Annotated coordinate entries
----

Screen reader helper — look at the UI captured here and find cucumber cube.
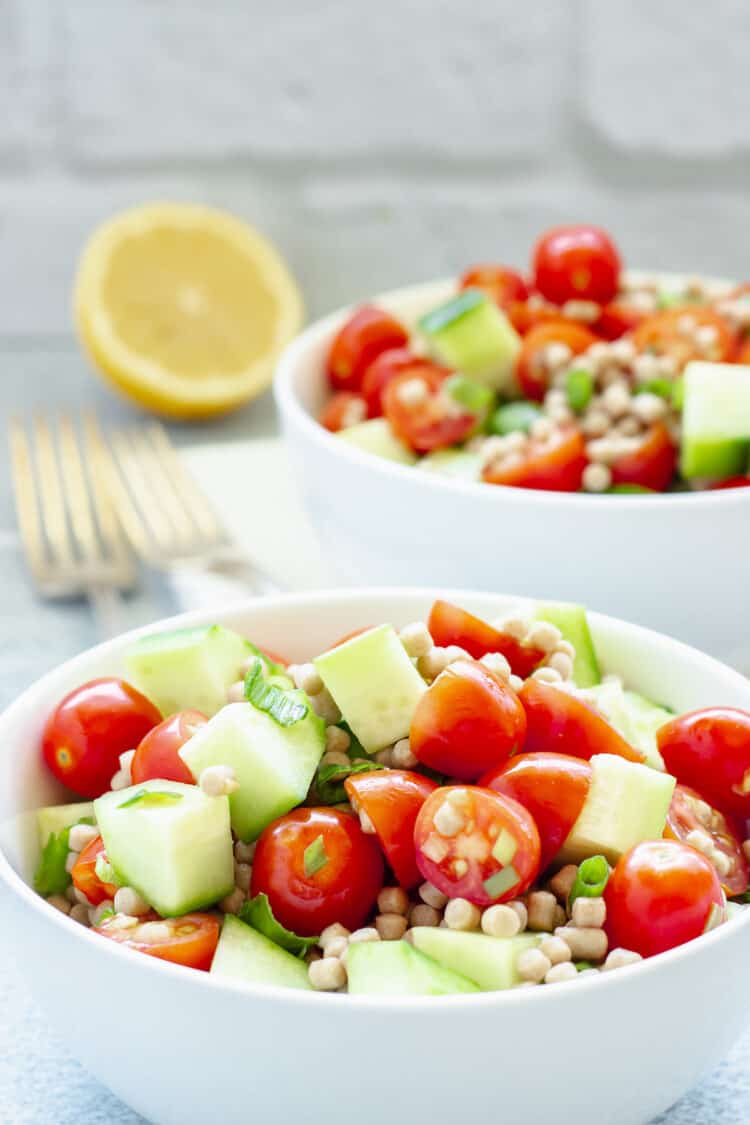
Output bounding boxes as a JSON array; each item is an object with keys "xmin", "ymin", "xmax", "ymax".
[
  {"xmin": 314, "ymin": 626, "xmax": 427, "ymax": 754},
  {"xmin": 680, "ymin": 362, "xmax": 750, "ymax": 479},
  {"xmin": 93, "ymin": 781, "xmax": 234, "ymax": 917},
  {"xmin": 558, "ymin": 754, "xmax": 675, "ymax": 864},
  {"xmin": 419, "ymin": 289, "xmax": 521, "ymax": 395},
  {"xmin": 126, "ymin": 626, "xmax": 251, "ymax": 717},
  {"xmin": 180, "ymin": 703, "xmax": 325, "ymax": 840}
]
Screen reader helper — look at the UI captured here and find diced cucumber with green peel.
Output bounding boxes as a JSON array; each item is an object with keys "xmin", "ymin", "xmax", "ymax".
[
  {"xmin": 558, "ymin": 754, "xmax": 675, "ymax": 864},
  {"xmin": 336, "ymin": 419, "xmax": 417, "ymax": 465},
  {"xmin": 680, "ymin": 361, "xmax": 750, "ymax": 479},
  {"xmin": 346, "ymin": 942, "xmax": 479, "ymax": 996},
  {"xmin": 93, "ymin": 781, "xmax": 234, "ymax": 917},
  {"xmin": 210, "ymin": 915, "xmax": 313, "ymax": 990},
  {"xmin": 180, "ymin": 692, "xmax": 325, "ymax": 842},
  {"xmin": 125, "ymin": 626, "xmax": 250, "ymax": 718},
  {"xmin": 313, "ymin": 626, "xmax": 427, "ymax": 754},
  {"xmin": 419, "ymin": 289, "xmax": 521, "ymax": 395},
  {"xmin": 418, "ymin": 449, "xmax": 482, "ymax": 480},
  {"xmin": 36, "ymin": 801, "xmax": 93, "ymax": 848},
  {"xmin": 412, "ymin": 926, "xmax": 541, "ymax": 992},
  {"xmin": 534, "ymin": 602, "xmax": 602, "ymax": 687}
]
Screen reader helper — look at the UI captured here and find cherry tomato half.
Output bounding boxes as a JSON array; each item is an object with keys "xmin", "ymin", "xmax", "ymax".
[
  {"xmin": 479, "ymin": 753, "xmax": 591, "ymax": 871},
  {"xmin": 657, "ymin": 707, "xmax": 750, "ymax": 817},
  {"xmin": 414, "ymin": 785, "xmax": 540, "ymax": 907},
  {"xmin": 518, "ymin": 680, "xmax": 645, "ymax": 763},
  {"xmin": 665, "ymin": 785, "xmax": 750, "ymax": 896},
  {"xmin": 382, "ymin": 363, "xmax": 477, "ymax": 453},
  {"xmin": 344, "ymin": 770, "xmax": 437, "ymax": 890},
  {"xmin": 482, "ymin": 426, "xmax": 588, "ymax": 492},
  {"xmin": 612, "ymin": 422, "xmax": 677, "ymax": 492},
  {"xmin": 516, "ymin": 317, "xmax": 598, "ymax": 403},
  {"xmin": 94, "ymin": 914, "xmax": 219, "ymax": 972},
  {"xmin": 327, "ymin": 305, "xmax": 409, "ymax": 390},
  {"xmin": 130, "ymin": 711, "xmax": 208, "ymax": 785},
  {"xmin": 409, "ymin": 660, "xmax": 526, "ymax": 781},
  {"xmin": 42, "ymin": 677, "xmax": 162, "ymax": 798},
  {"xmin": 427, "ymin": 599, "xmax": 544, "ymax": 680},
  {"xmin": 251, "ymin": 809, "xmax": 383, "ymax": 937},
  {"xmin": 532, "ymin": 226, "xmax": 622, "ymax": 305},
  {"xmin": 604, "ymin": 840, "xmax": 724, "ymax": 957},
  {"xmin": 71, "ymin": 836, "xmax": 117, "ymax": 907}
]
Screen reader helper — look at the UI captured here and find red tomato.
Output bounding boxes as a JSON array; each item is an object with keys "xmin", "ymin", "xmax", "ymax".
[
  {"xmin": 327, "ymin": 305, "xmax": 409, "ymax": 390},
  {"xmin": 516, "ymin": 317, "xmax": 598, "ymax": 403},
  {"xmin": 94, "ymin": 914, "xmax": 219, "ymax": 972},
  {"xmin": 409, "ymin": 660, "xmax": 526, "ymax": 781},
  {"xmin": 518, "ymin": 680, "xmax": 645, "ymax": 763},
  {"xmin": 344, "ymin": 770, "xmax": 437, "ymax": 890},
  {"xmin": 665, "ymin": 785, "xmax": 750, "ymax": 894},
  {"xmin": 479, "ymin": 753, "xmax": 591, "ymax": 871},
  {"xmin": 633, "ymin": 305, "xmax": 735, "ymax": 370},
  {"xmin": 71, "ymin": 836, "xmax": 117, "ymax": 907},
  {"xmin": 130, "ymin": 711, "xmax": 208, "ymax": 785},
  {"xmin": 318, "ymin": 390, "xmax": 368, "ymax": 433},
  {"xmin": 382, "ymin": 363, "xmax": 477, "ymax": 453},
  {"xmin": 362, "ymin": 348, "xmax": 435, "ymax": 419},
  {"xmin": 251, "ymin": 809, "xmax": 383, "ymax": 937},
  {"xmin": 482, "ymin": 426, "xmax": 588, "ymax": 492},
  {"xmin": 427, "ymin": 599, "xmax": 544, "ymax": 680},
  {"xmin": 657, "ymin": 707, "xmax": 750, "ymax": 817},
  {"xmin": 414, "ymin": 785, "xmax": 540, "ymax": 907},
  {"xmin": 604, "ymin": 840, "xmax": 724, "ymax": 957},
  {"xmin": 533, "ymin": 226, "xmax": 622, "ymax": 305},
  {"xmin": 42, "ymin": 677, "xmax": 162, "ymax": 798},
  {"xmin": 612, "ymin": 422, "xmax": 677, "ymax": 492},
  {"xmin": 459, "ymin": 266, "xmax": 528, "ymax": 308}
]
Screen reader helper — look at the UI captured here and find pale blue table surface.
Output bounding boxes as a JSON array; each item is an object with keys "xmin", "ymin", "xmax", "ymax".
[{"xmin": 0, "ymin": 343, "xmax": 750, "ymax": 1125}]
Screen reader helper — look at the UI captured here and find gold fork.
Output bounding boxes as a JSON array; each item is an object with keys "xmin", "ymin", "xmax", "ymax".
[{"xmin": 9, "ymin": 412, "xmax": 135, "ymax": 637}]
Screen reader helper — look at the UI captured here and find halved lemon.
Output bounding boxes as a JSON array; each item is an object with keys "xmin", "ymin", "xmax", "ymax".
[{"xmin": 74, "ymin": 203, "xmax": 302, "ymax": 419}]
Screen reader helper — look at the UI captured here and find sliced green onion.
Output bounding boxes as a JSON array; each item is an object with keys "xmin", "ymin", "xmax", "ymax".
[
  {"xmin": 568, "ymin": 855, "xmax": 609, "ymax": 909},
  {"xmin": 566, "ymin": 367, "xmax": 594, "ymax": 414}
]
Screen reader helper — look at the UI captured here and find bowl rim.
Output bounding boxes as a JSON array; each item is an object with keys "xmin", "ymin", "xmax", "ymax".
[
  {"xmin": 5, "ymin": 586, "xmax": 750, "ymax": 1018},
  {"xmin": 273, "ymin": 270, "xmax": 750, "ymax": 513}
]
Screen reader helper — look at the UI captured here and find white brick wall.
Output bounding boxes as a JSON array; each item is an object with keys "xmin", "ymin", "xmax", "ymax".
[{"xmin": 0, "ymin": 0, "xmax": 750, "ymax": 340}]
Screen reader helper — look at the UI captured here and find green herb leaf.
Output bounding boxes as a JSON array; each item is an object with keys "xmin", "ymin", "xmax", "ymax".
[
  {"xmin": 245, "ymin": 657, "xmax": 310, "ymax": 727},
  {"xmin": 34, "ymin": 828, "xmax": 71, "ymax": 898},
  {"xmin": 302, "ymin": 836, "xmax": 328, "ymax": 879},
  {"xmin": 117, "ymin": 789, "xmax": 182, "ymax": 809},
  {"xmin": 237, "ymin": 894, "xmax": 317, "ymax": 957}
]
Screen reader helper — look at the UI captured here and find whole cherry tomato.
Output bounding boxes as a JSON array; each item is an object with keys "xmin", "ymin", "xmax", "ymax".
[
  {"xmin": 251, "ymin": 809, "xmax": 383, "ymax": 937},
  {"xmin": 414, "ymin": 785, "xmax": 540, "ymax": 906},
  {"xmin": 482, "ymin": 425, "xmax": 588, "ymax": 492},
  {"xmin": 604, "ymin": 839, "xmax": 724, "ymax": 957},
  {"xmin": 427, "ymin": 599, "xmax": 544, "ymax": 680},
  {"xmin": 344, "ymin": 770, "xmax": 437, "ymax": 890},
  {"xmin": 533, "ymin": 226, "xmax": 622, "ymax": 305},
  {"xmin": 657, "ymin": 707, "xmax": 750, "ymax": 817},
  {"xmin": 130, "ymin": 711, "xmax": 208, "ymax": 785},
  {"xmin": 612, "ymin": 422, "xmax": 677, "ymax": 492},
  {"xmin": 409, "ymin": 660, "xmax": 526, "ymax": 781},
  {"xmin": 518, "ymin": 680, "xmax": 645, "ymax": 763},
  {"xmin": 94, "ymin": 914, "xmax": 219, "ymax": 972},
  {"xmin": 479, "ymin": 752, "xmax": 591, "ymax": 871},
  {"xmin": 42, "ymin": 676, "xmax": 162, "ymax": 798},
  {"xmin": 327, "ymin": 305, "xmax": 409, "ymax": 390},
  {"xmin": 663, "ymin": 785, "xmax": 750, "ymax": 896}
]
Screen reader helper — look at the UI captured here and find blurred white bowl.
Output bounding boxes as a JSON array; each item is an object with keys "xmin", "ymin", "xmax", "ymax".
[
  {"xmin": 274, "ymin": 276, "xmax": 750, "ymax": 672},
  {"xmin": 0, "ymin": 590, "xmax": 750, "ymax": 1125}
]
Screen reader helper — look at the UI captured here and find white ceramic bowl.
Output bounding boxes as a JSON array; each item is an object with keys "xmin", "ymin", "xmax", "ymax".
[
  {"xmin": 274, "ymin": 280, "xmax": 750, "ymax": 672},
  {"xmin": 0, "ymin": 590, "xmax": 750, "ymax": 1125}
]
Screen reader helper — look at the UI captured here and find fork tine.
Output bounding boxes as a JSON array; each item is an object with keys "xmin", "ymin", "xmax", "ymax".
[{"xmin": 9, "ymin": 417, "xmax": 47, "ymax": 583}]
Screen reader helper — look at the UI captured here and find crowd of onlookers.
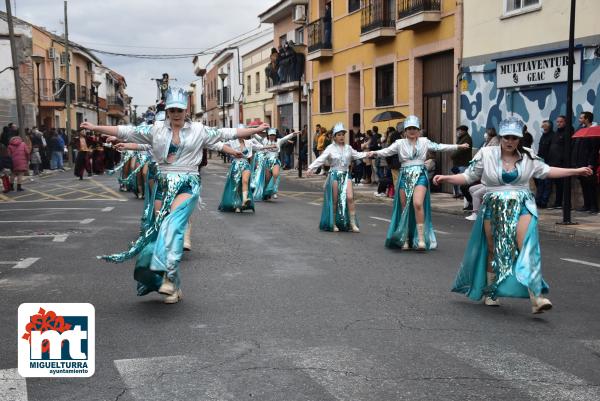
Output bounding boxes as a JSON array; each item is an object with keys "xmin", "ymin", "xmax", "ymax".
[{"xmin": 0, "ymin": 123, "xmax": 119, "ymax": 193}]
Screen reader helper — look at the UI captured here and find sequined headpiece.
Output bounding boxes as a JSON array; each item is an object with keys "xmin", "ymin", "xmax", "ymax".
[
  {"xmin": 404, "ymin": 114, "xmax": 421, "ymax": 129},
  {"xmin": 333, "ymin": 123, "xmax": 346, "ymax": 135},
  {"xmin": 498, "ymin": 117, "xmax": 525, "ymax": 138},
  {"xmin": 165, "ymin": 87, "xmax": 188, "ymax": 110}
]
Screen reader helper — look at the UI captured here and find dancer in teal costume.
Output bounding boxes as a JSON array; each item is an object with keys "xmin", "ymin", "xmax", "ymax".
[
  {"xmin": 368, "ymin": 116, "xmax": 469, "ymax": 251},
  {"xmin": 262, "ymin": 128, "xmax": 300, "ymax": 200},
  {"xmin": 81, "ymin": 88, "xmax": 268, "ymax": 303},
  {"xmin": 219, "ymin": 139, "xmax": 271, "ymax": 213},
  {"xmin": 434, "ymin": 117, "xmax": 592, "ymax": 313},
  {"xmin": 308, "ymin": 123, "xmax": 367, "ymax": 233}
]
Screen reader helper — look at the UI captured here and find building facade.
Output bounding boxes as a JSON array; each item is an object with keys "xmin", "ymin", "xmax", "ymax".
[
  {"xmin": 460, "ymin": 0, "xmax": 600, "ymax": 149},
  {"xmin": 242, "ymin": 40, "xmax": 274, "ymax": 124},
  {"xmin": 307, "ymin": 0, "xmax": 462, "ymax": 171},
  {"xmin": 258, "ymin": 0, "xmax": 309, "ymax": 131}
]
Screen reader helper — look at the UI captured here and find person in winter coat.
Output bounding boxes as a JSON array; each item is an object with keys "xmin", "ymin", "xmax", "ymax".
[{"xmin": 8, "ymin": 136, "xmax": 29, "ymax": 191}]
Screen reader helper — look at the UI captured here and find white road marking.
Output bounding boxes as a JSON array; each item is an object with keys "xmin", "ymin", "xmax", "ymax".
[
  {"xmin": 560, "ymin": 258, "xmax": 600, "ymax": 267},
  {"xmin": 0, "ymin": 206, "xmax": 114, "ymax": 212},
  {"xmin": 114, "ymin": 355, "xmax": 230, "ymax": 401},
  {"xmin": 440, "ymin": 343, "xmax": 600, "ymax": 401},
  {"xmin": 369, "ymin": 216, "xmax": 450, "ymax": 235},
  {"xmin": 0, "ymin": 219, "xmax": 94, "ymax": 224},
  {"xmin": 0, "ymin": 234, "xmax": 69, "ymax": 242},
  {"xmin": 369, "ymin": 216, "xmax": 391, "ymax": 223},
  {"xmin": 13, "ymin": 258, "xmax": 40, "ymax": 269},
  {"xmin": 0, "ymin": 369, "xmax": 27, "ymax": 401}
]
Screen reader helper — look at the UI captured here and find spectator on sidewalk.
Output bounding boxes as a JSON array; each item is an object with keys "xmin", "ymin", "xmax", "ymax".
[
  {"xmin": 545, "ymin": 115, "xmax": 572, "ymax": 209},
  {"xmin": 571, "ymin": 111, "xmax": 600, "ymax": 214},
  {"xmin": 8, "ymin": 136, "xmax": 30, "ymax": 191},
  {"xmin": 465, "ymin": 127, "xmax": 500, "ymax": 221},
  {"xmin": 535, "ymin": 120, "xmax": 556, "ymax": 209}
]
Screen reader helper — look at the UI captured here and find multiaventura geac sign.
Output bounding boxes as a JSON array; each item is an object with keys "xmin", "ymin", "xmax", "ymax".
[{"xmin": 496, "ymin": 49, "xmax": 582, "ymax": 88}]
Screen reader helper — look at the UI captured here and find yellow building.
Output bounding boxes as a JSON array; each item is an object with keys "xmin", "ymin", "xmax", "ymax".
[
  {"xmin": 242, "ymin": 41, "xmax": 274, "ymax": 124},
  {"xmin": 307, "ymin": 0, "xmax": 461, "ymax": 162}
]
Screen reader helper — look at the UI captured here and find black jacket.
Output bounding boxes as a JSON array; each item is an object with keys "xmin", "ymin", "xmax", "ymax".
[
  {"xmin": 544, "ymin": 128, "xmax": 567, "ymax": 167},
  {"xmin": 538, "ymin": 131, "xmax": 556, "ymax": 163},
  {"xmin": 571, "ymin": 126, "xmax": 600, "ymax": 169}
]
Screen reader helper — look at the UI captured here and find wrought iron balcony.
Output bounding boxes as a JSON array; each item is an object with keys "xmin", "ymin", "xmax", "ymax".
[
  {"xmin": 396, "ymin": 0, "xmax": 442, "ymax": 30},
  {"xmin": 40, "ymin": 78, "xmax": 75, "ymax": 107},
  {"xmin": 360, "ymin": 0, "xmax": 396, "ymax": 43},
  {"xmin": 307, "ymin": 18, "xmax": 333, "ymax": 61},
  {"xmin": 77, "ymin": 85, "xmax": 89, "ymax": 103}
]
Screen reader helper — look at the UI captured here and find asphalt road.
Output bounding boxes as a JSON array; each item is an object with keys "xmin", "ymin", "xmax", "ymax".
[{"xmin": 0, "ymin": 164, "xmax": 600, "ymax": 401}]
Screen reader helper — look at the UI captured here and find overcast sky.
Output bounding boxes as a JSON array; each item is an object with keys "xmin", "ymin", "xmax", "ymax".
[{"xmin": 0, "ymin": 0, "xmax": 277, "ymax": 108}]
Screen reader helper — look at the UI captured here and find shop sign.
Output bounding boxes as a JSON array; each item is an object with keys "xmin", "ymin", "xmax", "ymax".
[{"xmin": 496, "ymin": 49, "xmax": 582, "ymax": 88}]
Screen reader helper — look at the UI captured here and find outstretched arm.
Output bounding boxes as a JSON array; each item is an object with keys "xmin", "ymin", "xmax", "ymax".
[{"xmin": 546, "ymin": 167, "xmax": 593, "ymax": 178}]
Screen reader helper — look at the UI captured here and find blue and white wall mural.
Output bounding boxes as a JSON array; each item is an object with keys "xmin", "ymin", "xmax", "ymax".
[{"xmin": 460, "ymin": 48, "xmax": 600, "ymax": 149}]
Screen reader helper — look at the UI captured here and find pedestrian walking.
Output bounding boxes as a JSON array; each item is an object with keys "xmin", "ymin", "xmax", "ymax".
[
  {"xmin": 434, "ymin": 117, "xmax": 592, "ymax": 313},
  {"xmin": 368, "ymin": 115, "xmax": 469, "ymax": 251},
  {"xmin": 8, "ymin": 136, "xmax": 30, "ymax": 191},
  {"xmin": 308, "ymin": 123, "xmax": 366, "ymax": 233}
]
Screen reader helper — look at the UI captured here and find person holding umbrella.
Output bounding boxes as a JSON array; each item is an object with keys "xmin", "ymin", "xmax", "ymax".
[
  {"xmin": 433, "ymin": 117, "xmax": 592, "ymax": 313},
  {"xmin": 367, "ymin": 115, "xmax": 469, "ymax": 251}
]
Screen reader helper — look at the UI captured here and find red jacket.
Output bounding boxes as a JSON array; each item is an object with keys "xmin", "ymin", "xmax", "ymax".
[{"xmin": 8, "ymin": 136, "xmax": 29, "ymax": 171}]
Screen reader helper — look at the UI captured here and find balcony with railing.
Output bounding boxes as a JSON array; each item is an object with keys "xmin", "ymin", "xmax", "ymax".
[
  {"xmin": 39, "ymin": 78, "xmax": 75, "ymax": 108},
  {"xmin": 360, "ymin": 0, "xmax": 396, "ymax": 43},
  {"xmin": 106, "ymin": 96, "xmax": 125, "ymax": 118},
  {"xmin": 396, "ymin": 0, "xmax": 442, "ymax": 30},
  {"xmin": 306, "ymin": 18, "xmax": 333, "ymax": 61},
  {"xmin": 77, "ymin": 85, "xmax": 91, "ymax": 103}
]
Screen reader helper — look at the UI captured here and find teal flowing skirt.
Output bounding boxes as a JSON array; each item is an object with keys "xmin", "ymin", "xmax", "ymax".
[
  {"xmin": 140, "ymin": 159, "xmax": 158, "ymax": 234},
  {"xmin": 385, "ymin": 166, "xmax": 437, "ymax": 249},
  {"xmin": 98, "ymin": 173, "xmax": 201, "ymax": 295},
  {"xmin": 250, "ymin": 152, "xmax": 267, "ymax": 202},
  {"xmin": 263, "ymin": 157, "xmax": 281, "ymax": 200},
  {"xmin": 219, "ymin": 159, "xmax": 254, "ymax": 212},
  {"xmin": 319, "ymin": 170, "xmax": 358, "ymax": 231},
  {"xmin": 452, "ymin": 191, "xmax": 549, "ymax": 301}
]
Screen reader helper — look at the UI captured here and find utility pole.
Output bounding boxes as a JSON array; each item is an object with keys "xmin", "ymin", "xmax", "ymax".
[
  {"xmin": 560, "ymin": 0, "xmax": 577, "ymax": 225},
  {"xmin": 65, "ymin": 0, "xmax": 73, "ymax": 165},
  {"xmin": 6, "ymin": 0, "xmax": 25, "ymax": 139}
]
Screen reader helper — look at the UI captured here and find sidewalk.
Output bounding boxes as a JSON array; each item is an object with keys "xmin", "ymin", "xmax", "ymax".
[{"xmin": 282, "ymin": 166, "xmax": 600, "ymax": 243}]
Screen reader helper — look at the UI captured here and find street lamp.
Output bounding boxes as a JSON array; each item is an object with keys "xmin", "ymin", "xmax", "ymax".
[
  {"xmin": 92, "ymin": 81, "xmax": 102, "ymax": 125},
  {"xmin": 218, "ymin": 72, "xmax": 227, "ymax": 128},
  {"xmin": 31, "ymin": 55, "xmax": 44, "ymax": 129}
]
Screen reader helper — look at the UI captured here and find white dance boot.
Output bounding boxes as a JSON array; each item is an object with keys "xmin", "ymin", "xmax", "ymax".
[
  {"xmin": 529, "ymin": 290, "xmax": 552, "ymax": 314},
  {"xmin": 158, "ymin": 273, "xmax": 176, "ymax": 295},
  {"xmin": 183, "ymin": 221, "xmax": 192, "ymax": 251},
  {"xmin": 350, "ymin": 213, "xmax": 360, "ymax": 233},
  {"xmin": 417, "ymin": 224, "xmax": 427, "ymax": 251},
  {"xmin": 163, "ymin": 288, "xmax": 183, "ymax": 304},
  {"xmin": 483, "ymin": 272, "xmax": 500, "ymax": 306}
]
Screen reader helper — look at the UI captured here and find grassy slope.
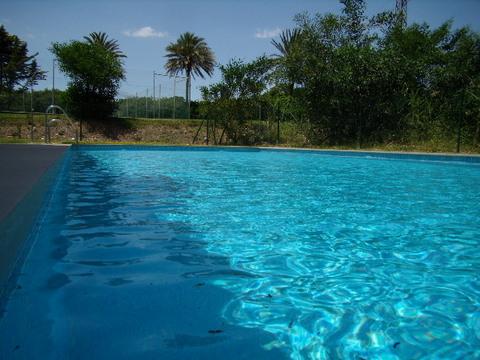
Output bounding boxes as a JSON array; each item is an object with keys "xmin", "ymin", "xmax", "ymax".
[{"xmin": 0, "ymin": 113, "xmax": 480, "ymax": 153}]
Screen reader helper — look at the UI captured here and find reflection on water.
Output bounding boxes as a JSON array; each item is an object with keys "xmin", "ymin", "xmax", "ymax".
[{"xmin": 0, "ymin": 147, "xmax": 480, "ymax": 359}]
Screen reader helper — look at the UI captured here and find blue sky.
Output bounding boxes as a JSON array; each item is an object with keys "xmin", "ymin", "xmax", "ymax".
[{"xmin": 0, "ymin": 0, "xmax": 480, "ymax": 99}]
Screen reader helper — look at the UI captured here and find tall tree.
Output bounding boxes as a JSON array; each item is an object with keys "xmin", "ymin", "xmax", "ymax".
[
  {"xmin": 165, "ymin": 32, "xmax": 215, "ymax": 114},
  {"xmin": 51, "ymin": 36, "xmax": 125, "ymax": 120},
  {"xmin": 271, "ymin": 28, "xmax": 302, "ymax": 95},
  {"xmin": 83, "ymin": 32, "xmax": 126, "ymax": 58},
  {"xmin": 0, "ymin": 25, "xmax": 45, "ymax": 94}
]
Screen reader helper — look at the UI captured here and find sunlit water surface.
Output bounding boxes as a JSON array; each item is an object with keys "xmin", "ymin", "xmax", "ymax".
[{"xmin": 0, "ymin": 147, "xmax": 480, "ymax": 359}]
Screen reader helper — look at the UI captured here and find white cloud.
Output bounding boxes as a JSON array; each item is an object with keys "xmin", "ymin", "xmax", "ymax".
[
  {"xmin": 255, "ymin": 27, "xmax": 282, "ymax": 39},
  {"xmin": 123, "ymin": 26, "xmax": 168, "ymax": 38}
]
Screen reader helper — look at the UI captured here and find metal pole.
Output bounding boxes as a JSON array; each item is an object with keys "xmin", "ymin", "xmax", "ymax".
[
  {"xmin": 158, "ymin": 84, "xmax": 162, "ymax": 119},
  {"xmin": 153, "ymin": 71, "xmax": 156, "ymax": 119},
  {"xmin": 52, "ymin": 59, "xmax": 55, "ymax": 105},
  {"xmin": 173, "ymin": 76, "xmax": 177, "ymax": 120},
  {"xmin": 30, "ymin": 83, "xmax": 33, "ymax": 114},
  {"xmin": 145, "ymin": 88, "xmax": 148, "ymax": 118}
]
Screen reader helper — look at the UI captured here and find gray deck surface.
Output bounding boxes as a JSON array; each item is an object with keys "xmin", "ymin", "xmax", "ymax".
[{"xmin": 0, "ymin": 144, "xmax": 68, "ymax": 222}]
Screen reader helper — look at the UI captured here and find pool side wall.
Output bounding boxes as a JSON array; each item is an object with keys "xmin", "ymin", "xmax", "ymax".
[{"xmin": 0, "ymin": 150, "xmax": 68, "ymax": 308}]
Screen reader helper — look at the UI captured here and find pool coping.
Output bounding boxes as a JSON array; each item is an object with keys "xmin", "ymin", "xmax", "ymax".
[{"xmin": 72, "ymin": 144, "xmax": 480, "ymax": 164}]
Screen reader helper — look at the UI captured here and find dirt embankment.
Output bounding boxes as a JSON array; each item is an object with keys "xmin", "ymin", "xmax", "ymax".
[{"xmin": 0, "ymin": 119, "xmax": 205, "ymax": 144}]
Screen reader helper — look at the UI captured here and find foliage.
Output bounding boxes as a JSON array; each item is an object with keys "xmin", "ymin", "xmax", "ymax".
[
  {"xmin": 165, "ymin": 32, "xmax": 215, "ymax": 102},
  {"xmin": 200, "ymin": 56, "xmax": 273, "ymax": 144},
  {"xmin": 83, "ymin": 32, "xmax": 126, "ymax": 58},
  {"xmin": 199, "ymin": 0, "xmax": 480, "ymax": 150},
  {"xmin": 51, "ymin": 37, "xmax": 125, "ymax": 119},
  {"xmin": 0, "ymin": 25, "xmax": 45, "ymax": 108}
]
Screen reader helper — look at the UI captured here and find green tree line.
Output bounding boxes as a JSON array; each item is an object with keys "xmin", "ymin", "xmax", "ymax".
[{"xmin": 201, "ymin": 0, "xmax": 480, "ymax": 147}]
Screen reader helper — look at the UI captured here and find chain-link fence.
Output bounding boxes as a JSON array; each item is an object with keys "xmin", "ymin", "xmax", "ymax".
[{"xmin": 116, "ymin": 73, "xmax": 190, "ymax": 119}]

----

#### [PROBLEM TO WORK ON]
Identify every line in the entries above that contains the word "bowl" and copy each such line in full, treating uppercase and lowercase letters as distinct.

#### [SOLUTION FOR THIS TASK]
Screen reader helper — look at the UI captured here and find bowl rim.
Screen reader helper — look at the UI captured here and find blurred white bowl.
Screen reader helper — look at the UI captured here and find white ceramic bowl.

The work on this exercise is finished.